=== TEXT PROVIDED ===
The way it works is this: since RNA is basically half of a double strand of DNA, it’s really sticky. It wants to find something that looks like its complement and stick to it. So microRNAs are little bits of RNA that stick to particular messenger RNAs. Then when the cell takes those messenger RNAs and tries to use them to make a protein — it can’t. Because there’s this microRNA stuck to it, blocking the sequence of the message. So microRNAs reduce the expression of a gene, but they do it one step later on in the gene to protein pathway than methylation or acetylation does.

Back to our book example, it’s like if you have a cookbook (the DNA). You copy out a recipe on a piece of paper for later use (the RNA). Then you use the recipe to make cookies (the protein). Methylation puts big rocks in front of the bookshelf so you can't get to it and get at the cookbook. Acetylation glues the pages of the book together so you can’t read it. But microRNAs are your obnoxious husband who draws in marker all over your copied recipe, so you have to go back and copy it out again. (Disclaimer: while my husband is quite capable of being obnoxious, he has never defaced any of my recipes. He has scribbled notes on the medication list for my dogs in the face of my express requests to the contrary, however. Rosie hasn’t been on ciprofloxacin for six months but it still says “cipro” on her meds list. It’s like he’s incapable of thinking ahead.)

There is a lot we don’t know about microRNAs. The whole epigenetics field is like this: we are getting to the point where we can detect these changes, but we still don’t really know what they mean. So in this study, they found that 9 microRNAs were expressed at different levels in sperm of the stressed mice versus the unstressed mice. We can make some predictions, using computer algorithms, about which messenger RNAs these microRNAs were going to stick to and silence, but we don’t know for sure that that’s what they were actually going to do.
=== RECORDS PROVIDED ===
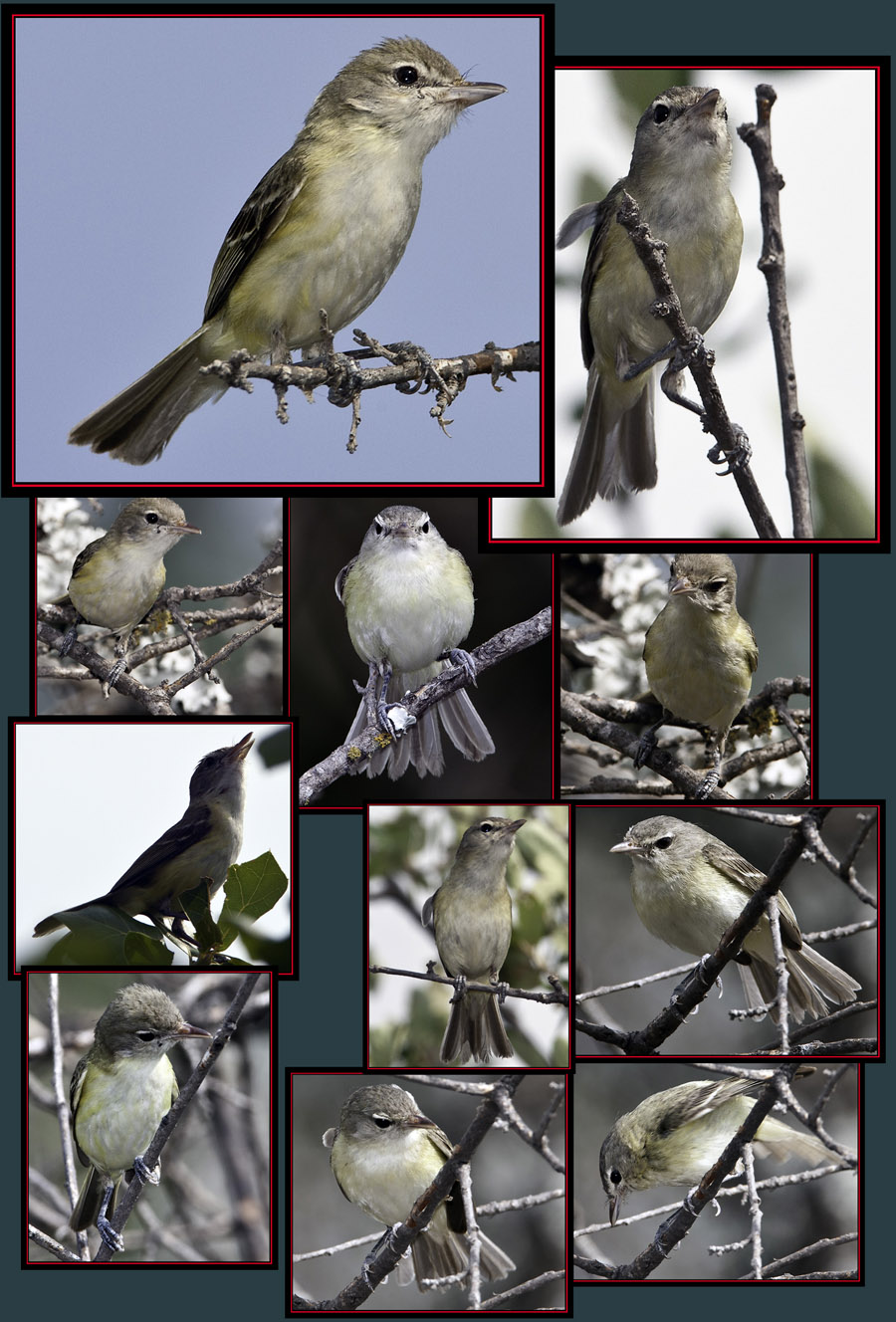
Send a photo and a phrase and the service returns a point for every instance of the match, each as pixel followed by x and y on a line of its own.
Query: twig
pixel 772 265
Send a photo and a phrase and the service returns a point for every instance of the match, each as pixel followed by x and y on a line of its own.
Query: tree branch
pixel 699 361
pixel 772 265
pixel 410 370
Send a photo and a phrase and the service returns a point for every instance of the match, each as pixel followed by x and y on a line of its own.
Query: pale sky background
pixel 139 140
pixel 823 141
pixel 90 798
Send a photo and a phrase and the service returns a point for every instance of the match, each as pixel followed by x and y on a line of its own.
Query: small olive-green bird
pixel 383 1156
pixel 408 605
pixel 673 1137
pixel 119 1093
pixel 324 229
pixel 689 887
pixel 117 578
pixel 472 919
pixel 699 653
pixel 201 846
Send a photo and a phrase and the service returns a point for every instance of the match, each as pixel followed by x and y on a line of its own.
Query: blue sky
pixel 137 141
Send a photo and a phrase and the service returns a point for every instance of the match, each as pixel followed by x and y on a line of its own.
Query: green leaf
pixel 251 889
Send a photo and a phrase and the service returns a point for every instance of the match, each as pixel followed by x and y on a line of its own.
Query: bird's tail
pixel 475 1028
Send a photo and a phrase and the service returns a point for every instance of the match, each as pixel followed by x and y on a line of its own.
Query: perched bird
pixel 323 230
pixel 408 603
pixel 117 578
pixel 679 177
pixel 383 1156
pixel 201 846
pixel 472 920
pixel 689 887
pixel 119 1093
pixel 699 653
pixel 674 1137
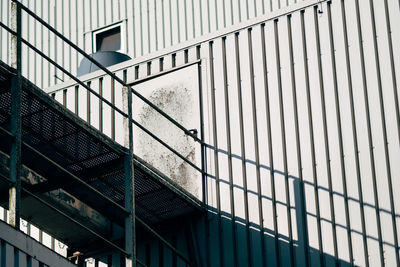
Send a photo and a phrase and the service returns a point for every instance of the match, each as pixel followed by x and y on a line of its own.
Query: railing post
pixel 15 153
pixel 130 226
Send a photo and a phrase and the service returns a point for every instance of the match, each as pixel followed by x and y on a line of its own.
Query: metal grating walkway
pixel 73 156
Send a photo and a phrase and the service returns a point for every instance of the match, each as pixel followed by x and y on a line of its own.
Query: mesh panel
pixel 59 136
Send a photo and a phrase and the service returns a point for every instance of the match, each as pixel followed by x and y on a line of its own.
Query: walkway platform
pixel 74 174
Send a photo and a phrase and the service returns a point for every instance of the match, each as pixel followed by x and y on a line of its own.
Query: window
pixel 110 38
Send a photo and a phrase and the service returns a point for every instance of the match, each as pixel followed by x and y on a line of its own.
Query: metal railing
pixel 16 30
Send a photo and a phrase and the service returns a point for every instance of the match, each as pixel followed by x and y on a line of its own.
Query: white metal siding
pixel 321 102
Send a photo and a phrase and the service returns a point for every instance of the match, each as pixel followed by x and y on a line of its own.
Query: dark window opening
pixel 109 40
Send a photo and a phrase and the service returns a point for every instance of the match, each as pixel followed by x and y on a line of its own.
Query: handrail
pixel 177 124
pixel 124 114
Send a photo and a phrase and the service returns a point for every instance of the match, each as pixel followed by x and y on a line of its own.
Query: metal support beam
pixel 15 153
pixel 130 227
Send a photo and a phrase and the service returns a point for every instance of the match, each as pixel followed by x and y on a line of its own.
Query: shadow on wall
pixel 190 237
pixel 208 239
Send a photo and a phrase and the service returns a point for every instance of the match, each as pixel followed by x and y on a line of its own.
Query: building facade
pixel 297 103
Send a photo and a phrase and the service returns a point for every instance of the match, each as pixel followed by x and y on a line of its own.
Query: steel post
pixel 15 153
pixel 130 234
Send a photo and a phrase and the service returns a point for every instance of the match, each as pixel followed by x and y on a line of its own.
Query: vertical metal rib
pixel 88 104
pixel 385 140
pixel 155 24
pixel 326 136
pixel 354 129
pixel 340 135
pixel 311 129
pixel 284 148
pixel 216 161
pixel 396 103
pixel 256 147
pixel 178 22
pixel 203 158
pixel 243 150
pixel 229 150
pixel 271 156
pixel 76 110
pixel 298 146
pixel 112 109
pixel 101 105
===
=== RECORDS PROVIDED ===
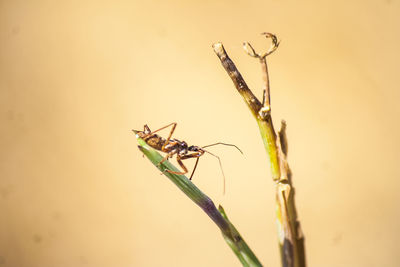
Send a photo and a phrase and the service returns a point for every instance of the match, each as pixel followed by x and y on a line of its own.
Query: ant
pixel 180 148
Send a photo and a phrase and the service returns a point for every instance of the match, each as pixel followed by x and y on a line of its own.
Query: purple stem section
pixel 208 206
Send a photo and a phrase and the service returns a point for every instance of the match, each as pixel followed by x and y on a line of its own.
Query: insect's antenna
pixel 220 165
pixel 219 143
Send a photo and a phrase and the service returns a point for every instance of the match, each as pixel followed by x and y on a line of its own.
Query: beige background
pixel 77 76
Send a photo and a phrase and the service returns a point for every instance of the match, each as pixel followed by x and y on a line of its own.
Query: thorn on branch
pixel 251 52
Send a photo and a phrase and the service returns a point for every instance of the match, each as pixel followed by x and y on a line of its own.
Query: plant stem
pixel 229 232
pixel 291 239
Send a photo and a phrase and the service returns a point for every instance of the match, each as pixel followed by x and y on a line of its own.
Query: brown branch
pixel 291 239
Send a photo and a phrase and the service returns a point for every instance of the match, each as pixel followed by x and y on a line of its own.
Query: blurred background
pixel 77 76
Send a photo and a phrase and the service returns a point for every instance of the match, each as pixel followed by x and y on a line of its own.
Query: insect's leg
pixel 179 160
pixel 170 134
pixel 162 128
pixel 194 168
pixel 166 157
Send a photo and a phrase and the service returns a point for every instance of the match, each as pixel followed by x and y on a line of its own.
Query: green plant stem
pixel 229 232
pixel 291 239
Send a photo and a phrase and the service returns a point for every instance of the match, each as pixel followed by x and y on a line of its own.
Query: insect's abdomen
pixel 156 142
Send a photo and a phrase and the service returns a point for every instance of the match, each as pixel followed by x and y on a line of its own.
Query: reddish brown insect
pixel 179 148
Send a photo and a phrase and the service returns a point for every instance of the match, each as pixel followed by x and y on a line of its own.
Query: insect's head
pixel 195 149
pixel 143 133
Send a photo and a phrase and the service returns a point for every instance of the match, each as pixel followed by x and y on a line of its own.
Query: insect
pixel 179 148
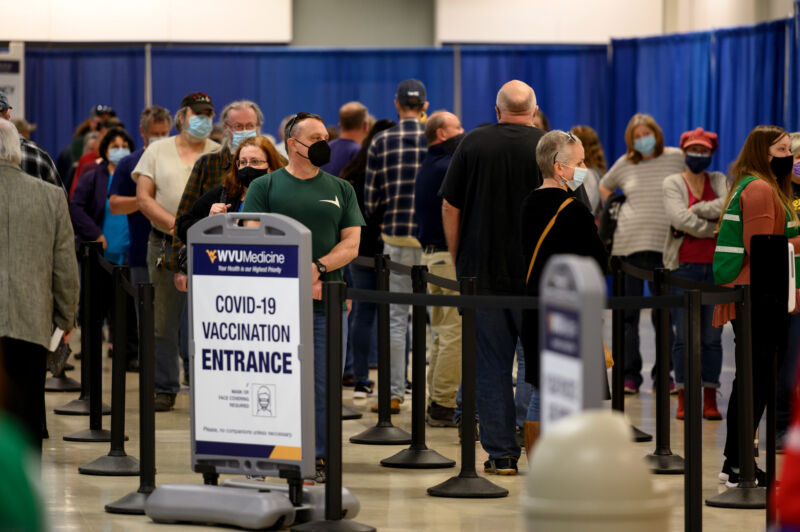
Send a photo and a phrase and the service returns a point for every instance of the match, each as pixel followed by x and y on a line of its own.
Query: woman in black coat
===
## EXERCISES TO COMPLETE
A) According to the passage on microRNAs, how many microRNAs were expressed at different levels in the sperm of stressed mice compared with unstressed mice?
B) Continue the passage on microRNAs from its last sentence.
The rows are not needed for anything here.

## ANSWERS BY TASK
A) Nine microRNAs.

B)
Still, the predicted list is pretty interesting, because it contains the messenger RNA for the enzyme which controls methylation. Methylation! Another epigenetic mechanism! So is there some epigenetic chain going on here? The dad passes on microRNAs which will result in the DNA of the offspring being more or less methylated. It’s so hard to know what that means, because methylation has very different effects depending on which gene is affected, and this change is a more global change. But it’s a really intriguing finding, isn’t it?

Conclusions
This study is exciting, but I still felt a bit of disappointment as I read it. No behavior changes? Really? Is it really significant without the behavior changes? I mean, do we really care about stress system changes if there are no behavior changes? Of course we do, and I wonder if future studies will investigate different behaviors, or behaviors at different points in the mouse’s life, and then we’ll understand this system a little better.

What does it mean for dogs? Of course it is immediately applicable to the question: if a male dog is stressed, will this stress affect his offspring? The answer is a nice solid maybe. In some way that we can’t really predict or define.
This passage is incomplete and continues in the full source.